Work through the listing below, copying each line that carries the word "shirt".

[Start of section]

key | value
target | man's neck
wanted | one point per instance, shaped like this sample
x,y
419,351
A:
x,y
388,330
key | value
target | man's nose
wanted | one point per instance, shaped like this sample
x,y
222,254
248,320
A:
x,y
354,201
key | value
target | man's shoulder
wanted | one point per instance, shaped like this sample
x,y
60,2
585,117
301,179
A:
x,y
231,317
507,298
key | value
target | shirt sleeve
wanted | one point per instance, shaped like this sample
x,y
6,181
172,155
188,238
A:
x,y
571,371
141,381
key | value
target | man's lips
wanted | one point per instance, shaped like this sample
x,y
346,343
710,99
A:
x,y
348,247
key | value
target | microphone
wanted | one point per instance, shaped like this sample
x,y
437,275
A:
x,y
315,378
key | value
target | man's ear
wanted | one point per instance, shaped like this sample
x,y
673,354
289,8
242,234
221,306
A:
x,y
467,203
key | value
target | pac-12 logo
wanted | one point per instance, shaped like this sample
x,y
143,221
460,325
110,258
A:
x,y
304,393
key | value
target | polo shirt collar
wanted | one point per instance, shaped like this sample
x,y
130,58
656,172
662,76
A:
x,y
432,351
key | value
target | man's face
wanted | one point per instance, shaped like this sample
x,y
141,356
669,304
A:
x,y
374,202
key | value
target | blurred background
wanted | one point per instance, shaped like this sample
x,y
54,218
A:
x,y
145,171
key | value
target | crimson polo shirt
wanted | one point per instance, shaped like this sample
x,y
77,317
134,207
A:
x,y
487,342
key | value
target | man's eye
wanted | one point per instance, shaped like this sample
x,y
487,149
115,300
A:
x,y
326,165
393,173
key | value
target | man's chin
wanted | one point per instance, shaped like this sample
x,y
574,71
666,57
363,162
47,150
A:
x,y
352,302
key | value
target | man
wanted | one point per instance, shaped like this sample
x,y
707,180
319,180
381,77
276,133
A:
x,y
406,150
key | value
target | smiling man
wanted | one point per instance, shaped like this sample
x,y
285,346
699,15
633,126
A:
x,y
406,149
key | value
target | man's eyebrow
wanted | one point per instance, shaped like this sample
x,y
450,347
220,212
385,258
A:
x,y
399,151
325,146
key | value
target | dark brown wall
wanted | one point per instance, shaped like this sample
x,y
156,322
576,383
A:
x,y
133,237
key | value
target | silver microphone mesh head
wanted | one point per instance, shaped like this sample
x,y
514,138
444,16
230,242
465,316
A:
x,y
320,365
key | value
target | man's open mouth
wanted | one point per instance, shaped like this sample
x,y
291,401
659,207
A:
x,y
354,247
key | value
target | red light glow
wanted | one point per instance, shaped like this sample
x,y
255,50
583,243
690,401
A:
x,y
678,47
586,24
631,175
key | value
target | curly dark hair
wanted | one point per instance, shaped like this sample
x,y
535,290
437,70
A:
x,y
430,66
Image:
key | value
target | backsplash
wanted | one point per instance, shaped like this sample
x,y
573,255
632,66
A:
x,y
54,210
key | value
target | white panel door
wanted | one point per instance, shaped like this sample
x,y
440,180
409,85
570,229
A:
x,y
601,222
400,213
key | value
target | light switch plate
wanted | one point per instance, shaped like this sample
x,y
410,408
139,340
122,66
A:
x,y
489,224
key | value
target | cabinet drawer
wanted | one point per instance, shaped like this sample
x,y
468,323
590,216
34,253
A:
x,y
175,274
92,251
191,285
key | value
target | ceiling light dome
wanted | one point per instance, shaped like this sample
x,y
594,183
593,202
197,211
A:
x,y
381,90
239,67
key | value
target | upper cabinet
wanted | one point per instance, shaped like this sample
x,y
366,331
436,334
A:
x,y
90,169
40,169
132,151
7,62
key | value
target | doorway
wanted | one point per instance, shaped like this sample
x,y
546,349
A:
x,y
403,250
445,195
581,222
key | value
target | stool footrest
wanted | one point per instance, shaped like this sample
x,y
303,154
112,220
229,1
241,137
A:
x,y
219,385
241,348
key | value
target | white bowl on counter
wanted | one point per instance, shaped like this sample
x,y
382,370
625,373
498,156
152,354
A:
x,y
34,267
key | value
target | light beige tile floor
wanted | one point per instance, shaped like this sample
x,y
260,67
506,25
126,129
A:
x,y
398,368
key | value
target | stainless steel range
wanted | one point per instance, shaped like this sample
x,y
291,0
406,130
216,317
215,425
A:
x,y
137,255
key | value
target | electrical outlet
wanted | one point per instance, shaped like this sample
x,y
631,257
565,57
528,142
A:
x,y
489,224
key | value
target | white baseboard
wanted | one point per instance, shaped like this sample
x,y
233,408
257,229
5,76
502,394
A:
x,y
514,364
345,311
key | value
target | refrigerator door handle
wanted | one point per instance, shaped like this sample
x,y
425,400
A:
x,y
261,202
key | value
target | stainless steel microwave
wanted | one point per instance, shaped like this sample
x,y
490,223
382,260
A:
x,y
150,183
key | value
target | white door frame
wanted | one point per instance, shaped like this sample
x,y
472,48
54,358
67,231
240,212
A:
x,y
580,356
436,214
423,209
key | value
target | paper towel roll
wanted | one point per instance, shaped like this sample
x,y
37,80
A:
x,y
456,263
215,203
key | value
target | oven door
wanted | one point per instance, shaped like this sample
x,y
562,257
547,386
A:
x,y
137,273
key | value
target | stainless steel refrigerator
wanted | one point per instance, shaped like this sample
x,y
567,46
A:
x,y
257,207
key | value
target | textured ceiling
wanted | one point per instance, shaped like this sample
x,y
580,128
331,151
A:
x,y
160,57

[End of section]

## OUTPUT OF THE EXERCISE
target | shirt sleeve
target | polo shirt collar
target | crimson polo shirt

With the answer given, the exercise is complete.